* [Exercise task a]: In the mailing list thread, why do API requests and render actions cause more server load than pulling the full page?

========================

[Wikitech-l] Core html of a wikisource page

2011-04-06 Thread Alex Brollo
I saved the HTML source of a typical Page: page from it.source, the
resulting txt file having ~ 28 kBy; then I saved the core html only, t.i.
the content of div class=pagetext, and this file have 2.1 kBy; so
there's a more than tenfold ratio between container and real content.

I there a trick to download the core html only? And, most important: could
this save a little bit of server load/bandwidth? I humbly think that core
html alone could be useful as a means to obtain a well formed page
content,  and that this could be useful to obtain derived formats of the
page (i.e. ePub).

Alex brollo
___
Wikitech-l mailing list
Wikitech-l@lists.wikimedia.org
https://lists.wikimedia.org/mailman/listinfo/wikitech-l


Re: [Wikitech-l] Core html of a wikisource page

2011-04-06 Thread Daniel Kinzler
On 06.04.2011 09:15, Alex Brollo wrote:
 I saved the HTML source of a typical Page: page from it.source, the
 resulting txt file having ~ 28 kBy; then I saved the core html only, t.i.
 the content of div class=pagetext, and this file have 2.1 kBy; so
 there's a more than tenfold ratio between container and real content.

wow, really? that seems a lot...

 I there a trick to download the core html only? 

there are two ways:

a) the old style render action, like this:
http://en.wikipedia.org/wiki/Foo?action=render

b) the api parse action, like this:
http://en.wikipedia.org/w/api.php?action=parsepage=Fooredirects=1format=xml

To learn more about the web API, have a look at 
http://www.mediawiki.org/wiki/API

 And, most important: could
 this save a little bit of server load/bandwidth? 

No, quite to the contrary. The full page HTML is heavily cached. If you pull the
full page (without being logged in), it's quite likely that the page will be
served from a front tier reverse proxy (squid or varnish). API requests and
render actions however always go through to the actual Apache servers and cause
more load.

However, as long as you don't make several requests at once, you are not putting
any serious strain on the servers. Wikimedia servers more than a hundret
thousand requests per second. One more is not so terrible...

 I humbly think that core
 html alone could be useful as a means to obtain a well formed page
 content,  and that this could be useful to obtain derived formats of the
 page (i.e. ePub).

It is indeed frequently used for that.

cheers,
daniel

___
Wikitech-l mailing list
Wikitech-l@lists.wikimedia.org
https://lists.wikimedia.org/mailman/listinfo/wikitech-l


Re: [Wikitech-l] Core html of a wikisource page

2011-04-06 Thread Alex Brollo
2011/4/6 Daniel Kinzler dan...@brightbyte.de

 On 06.04.2011 09:15, Alex Brollo wrote:
  I saved the HTML source of a typical Page: page from it.source, the
  resulting txt file having ~ 28 kBy; then I saved the core html only,
 t.i.
  the content of div class=pagetext, and this file have 2.1 kBy; so
  there's a more than tenfold ratio between container and real content.

 wow, really? that seems a lot...

  I there a trick to download the core html only?

========================

* [Exercise task b]: Write out the rows below, from the first one through the line containing "top-left (826, 635), bottom-right (878, 667)", with both ends included. Leave the pictures out.

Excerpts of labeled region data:
========================

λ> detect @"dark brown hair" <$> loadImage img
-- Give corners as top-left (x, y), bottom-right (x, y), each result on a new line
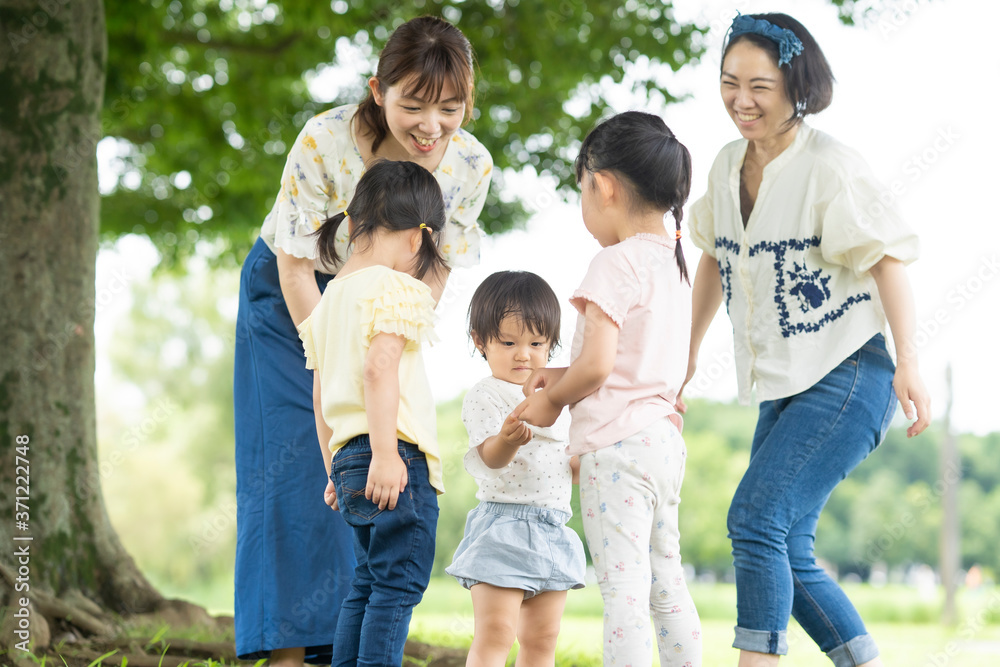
top-left (469, 271), bottom-right (561, 359)
top-left (356, 16), bottom-right (475, 153)
top-left (720, 13), bottom-right (834, 125)
top-left (314, 159), bottom-right (447, 279)
top-left (576, 111), bottom-right (691, 283)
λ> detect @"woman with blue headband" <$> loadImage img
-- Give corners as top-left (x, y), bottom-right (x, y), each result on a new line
top-left (678, 14), bottom-right (930, 667)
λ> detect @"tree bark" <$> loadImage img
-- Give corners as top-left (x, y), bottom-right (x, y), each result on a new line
top-left (0, 0), bottom-right (162, 644)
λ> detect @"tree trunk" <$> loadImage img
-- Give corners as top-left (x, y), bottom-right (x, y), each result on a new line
top-left (0, 0), bottom-right (162, 640)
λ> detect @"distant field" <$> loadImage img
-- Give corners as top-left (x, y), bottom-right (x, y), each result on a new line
top-left (410, 578), bottom-right (1000, 667)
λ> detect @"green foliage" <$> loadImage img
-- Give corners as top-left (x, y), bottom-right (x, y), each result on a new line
top-left (101, 0), bottom-right (702, 261)
top-left (98, 263), bottom-right (238, 596)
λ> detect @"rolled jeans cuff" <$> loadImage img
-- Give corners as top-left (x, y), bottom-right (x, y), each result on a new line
top-left (733, 625), bottom-right (784, 658)
top-left (826, 635), bottom-right (878, 667)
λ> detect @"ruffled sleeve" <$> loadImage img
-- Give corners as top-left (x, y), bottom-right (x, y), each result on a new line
top-left (359, 270), bottom-right (438, 350)
top-left (569, 246), bottom-right (639, 329)
top-left (437, 131), bottom-right (493, 267)
top-left (298, 315), bottom-right (317, 370)
top-left (269, 112), bottom-right (338, 259)
top-left (462, 385), bottom-right (511, 480)
top-left (820, 167), bottom-right (920, 276)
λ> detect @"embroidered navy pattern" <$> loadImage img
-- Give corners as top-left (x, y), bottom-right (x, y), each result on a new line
top-left (715, 236), bottom-right (872, 338)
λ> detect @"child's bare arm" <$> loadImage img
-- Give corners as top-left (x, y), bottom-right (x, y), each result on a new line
top-left (478, 414), bottom-right (531, 468)
top-left (364, 333), bottom-right (407, 510)
top-left (513, 302), bottom-right (618, 426)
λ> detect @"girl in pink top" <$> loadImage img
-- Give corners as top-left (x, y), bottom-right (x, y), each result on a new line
top-left (514, 111), bottom-right (701, 667)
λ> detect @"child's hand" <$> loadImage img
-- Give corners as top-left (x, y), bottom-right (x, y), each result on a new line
top-left (365, 452), bottom-right (408, 510)
top-left (323, 479), bottom-right (340, 512)
top-left (892, 360), bottom-right (931, 438)
top-left (674, 356), bottom-right (698, 414)
top-left (521, 368), bottom-right (566, 396)
top-left (510, 392), bottom-right (562, 426)
top-left (499, 412), bottom-right (531, 447)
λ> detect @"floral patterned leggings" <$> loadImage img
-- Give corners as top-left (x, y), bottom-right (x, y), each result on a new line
top-left (580, 418), bottom-right (701, 667)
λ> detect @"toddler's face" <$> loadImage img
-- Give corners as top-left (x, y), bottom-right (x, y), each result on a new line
top-left (472, 315), bottom-right (549, 384)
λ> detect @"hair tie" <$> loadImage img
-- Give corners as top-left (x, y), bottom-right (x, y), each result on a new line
top-left (726, 12), bottom-right (804, 67)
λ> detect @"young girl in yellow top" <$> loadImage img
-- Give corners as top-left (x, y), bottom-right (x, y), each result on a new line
top-left (299, 161), bottom-right (447, 666)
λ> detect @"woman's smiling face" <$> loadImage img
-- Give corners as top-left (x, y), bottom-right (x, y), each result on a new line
top-left (719, 40), bottom-right (795, 141)
top-left (369, 77), bottom-right (465, 170)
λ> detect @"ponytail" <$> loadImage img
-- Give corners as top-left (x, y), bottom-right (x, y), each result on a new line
top-left (313, 211), bottom-right (347, 266)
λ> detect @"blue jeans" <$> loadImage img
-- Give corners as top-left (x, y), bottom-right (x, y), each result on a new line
top-left (729, 334), bottom-right (896, 667)
top-left (330, 435), bottom-right (438, 667)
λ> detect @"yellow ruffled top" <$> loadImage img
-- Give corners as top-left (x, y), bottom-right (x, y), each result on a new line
top-left (299, 266), bottom-right (444, 493)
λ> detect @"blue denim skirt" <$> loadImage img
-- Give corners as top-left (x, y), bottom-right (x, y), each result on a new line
top-left (445, 502), bottom-right (586, 599)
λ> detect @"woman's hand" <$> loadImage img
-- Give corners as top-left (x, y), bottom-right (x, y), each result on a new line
top-left (323, 479), bottom-right (340, 512)
top-left (510, 392), bottom-right (562, 426)
top-left (892, 360), bottom-right (931, 438)
top-left (365, 448), bottom-right (408, 510)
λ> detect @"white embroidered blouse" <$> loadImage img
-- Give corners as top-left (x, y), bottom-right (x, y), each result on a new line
top-left (690, 125), bottom-right (919, 404)
top-left (260, 104), bottom-right (493, 273)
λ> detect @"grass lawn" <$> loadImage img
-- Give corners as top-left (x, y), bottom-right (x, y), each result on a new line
top-left (410, 578), bottom-right (1000, 667)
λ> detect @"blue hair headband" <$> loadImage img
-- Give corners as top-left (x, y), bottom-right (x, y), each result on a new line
top-left (729, 13), bottom-right (803, 67)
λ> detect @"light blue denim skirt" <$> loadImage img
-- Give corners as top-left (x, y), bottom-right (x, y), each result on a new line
top-left (445, 502), bottom-right (586, 599)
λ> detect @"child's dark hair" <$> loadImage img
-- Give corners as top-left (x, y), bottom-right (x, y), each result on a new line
top-left (576, 111), bottom-right (691, 283)
top-left (469, 271), bottom-right (561, 359)
top-left (356, 16), bottom-right (475, 153)
top-left (720, 13), bottom-right (834, 127)
top-left (315, 160), bottom-right (448, 279)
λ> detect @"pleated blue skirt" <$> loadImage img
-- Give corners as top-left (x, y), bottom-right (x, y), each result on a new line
top-left (233, 239), bottom-right (355, 664)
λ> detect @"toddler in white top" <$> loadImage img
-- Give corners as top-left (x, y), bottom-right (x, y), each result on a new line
top-left (446, 271), bottom-right (585, 666)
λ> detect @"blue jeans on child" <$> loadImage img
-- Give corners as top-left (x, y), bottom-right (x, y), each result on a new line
top-left (729, 334), bottom-right (896, 667)
top-left (330, 435), bottom-right (438, 667)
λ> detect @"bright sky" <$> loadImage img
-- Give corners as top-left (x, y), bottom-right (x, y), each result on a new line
top-left (97, 0), bottom-right (1000, 433)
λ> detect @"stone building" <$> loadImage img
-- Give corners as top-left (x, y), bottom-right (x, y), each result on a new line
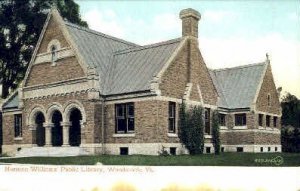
top-left (2, 9), bottom-right (281, 156)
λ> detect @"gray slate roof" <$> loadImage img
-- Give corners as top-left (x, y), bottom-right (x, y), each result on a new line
top-left (65, 22), bottom-right (138, 92)
top-left (210, 63), bottom-right (266, 109)
top-left (2, 91), bottom-right (19, 109)
top-left (65, 22), bottom-right (180, 95)
top-left (104, 38), bottom-right (181, 95)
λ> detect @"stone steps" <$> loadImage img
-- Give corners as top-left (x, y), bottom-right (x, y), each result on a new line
top-left (16, 147), bottom-right (92, 157)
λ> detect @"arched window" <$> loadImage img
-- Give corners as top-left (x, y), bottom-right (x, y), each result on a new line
top-left (51, 45), bottom-right (57, 63)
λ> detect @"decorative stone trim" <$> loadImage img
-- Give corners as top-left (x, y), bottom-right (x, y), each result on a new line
top-left (220, 129), bottom-right (280, 134)
top-left (14, 137), bottom-right (23, 141)
top-left (221, 145), bottom-right (281, 153)
top-left (34, 47), bottom-right (75, 65)
top-left (197, 84), bottom-right (204, 105)
top-left (24, 81), bottom-right (90, 99)
top-left (168, 133), bottom-right (178, 137)
top-left (183, 83), bottom-right (193, 100)
top-left (2, 109), bottom-right (22, 116)
top-left (232, 125), bottom-right (248, 129)
top-left (46, 39), bottom-right (61, 52)
top-left (113, 133), bottom-right (135, 138)
top-left (220, 126), bottom-right (228, 130)
top-left (204, 134), bottom-right (212, 139)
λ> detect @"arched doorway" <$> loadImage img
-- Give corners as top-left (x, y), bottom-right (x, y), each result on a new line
top-left (51, 110), bottom-right (63, 147)
top-left (35, 112), bottom-right (45, 147)
top-left (69, 108), bottom-right (82, 146)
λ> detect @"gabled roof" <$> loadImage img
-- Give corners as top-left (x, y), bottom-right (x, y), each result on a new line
top-left (210, 62), bottom-right (267, 109)
top-left (65, 22), bottom-right (138, 92)
top-left (104, 38), bottom-right (181, 95)
top-left (2, 91), bottom-right (19, 110)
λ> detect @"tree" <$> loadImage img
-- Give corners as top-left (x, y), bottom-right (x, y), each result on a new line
top-left (179, 103), bottom-right (204, 155)
top-left (281, 93), bottom-right (300, 128)
top-left (281, 93), bottom-right (300, 152)
top-left (212, 111), bottom-right (221, 155)
top-left (0, 0), bottom-right (87, 98)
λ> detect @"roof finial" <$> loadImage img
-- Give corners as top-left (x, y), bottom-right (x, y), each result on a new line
top-left (266, 53), bottom-right (270, 63)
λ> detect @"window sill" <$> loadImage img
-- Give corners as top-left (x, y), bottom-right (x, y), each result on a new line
top-left (168, 133), bottom-right (178, 137)
top-left (113, 133), bottom-right (135, 137)
top-left (220, 126), bottom-right (228, 130)
top-left (232, 126), bottom-right (248, 130)
top-left (14, 137), bottom-right (23, 141)
top-left (204, 135), bottom-right (212, 139)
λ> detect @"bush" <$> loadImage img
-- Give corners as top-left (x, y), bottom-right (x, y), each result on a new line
top-left (212, 111), bottom-right (221, 154)
top-left (179, 103), bottom-right (204, 155)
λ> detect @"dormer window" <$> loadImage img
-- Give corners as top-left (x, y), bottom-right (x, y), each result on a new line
top-left (51, 45), bottom-right (57, 64)
top-left (268, 94), bottom-right (271, 106)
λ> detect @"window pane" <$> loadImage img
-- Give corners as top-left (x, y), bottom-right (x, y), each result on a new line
top-left (169, 118), bottom-right (175, 133)
top-left (117, 119), bottom-right (126, 132)
top-left (204, 108), bottom-right (210, 134)
top-left (258, 114), bottom-right (264, 127)
top-left (128, 118), bottom-right (134, 131)
top-left (127, 104), bottom-right (134, 117)
top-left (219, 114), bottom-right (226, 126)
top-left (266, 115), bottom-right (270, 127)
top-left (116, 104), bottom-right (125, 117)
top-left (273, 117), bottom-right (277, 127)
top-left (235, 114), bottom-right (246, 126)
top-left (14, 114), bottom-right (22, 137)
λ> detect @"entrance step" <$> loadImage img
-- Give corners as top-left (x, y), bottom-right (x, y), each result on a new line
top-left (16, 147), bottom-right (93, 157)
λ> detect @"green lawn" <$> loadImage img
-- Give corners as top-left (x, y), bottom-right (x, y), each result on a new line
top-left (0, 153), bottom-right (300, 166)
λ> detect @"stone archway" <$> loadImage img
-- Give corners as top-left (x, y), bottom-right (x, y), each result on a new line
top-left (51, 110), bottom-right (63, 147)
top-left (35, 112), bottom-right (45, 147)
top-left (69, 108), bottom-right (82, 146)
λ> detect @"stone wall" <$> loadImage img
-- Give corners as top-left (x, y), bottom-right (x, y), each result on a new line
top-left (38, 17), bottom-right (69, 54)
top-left (105, 100), bottom-right (179, 143)
top-left (256, 64), bottom-right (281, 115)
top-left (25, 57), bottom-right (85, 86)
top-left (159, 39), bottom-right (218, 105)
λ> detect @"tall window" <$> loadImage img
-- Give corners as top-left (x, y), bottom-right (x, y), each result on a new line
top-left (169, 102), bottom-right (176, 133)
top-left (273, 116), bottom-right (277, 127)
top-left (116, 103), bottom-right (134, 133)
top-left (258, 114), bottom-right (264, 127)
top-left (268, 94), bottom-right (271, 106)
top-left (14, 114), bottom-right (22, 137)
top-left (204, 108), bottom-right (210, 134)
top-left (235, 113), bottom-right (247, 126)
top-left (219, 113), bottom-right (226, 126)
top-left (51, 45), bottom-right (57, 63)
top-left (266, 115), bottom-right (271, 127)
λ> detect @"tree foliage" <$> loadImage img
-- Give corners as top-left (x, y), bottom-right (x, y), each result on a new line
top-left (212, 111), bottom-right (221, 154)
top-left (0, 0), bottom-right (87, 98)
top-left (179, 103), bottom-right (204, 155)
top-left (281, 93), bottom-right (300, 152)
top-left (281, 93), bottom-right (300, 128)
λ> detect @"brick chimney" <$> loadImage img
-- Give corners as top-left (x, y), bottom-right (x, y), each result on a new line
top-left (179, 8), bottom-right (201, 38)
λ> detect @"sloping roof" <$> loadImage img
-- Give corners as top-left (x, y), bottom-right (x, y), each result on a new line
top-left (210, 62), bottom-right (267, 109)
top-left (65, 21), bottom-right (138, 92)
top-left (104, 38), bottom-right (181, 95)
top-left (2, 91), bottom-right (19, 109)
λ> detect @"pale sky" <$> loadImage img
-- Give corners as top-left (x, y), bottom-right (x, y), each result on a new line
top-left (76, 0), bottom-right (300, 98)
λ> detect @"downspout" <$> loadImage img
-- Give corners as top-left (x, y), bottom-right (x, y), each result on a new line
top-left (101, 97), bottom-right (105, 155)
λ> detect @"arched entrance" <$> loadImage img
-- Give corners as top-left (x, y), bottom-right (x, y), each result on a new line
top-left (35, 112), bottom-right (45, 147)
top-left (51, 110), bottom-right (63, 147)
top-left (69, 108), bottom-right (82, 146)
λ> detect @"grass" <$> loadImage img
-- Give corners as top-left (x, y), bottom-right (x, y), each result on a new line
top-left (0, 153), bottom-right (300, 166)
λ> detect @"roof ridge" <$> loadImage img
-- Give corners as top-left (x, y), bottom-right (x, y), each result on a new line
top-left (210, 62), bottom-right (266, 72)
top-left (65, 21), bottom-right (140, 46)
top-left (113, 38), bottom-right (182, 55)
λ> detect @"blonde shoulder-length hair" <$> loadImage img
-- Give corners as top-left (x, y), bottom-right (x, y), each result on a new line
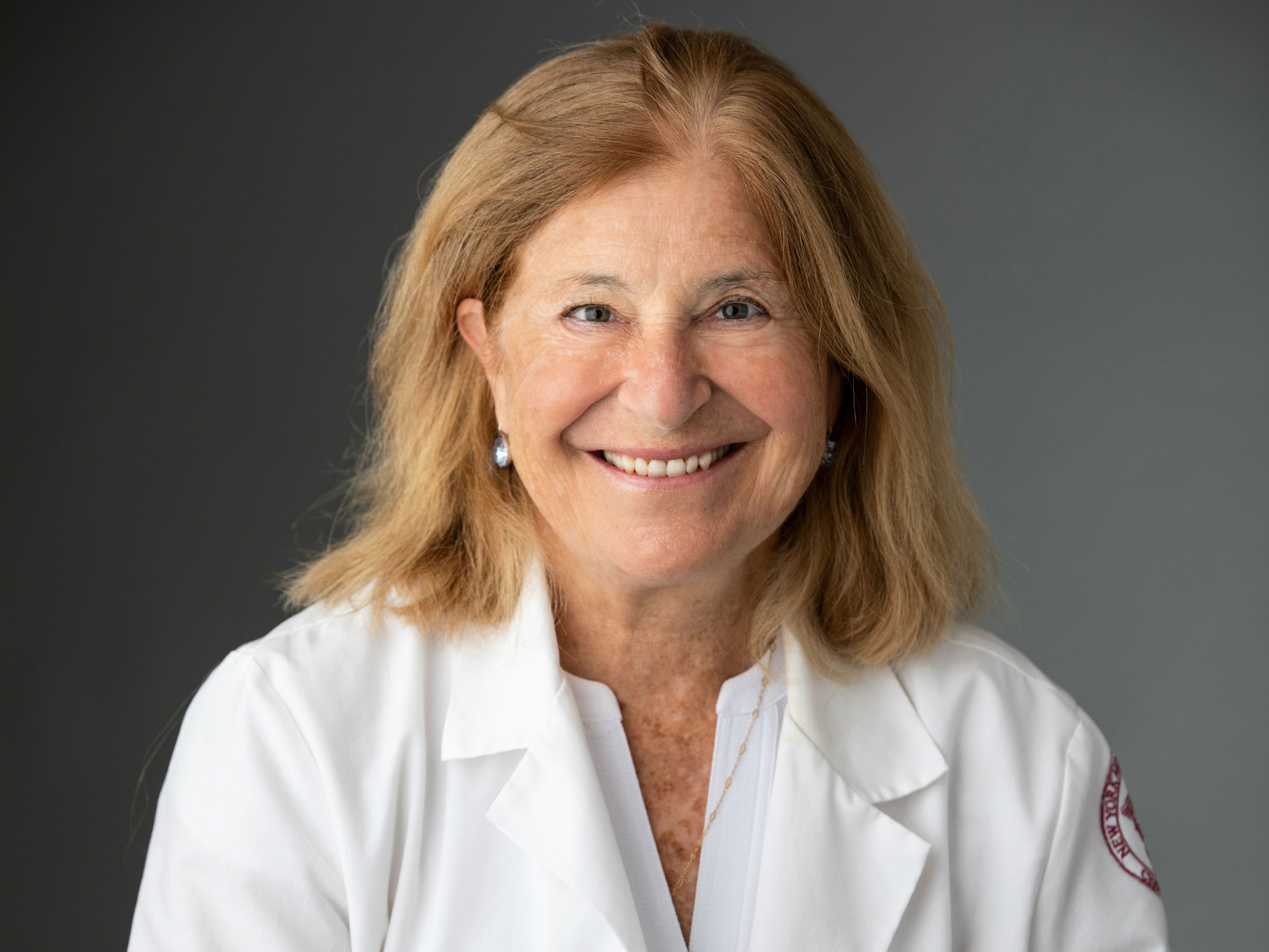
top-left (287, 24), bottom-right (991, 674)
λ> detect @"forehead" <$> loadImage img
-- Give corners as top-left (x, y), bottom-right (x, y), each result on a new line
top-left (520, 160), bottom-right (779, 290)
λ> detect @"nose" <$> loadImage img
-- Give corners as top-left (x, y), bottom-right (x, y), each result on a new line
top-left (618, 328), bottom-right (712, 433)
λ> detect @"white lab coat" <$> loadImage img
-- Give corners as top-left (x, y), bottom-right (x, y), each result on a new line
top-left (130, 572), bottom-right (1166, 952)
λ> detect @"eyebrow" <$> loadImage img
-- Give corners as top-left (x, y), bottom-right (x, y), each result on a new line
top-left (559, 268), bottom-right (783, 294)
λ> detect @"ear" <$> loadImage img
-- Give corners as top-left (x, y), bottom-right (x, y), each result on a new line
top-left (824, 362), bottom-right (848, 437)
top-left (454, 297), bottom-right (492, 374)
top-left (454, 297), bottom-right (501, 428)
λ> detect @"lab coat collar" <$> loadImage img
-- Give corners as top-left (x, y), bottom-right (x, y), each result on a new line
top-left (440, 563), bottom-right (646, 952)
top-left (442, 565), bottom-right (946, 952)
top-left (750, 631), bottom-right (946, 952)
top-left (440, 562), bottom-right (564, 760)
top-left (783, 631), bottom-right (948, 803)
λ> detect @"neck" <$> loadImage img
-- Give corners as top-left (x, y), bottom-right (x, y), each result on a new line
top-left (547, 544), bottom-right (770, 712)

========================

* [Complete response a]: They always go through to the actual Apache servers instead of being served from a cached front-tier reverse proxy.

* [Complete response b]:
λ> detect @"dark brown hair" <$> loadImage img
-- Give corners as top-left (x, y), bottom-right (x, y), each result on a new line
top-left (469, 271), bottom-right (561, 359)
top-left (356, 16), bottom-right (475, 153)
top-left (720, 13), bottom-right (834, 125)
top-left (314, 159), bottom-right (447, 279)
top-left (576, 111), bottom-right (691, 283)
λ> detect @"woman with blue headband" <$> loadImage img
-- Give corners as top-left (x, y), bottom-right (x, y), each result on a new line
top-left (678, 14), bottom-right (930, 667)
λ> detect @"tree bark" <$> loadImage img
-- Give corners as top-left (x, y), bottom-right (x, y), each result on a new line
top-left (0, 0), bottom-right (162, 644)
λ> detect @"tree trunk" <$> loadImage img
-- Give corners as top-left (x, y), bottom-right (x, y), each result on a new line
top-left (0, 0), bottom-right (162, 640)
λ> detect @"distant field" <$> loadImage img
-- Give corners as top-left (x, y), bottom-right (x, y), each result on a new line
top-left (410, 578), bottom-right (1000, 667)
λ> detect @"green foliage" <$> loadImage img
-- Give corners as top-left (x, y), bottom-right (x, y), each result on a new line
top-left (101, 0), bottom-right (702, 261)
top-left (98, 263), bottom-right (238, 596)
λ> detect @"rolled jeans cuff" <$> loadImage img
-- Give corners as top-left (x, y), bottom-right (x, y), each result on a new line
top-left (733, 625), bottom-right (784, 658)
top-left (826, 635), bottom-right (878, 667)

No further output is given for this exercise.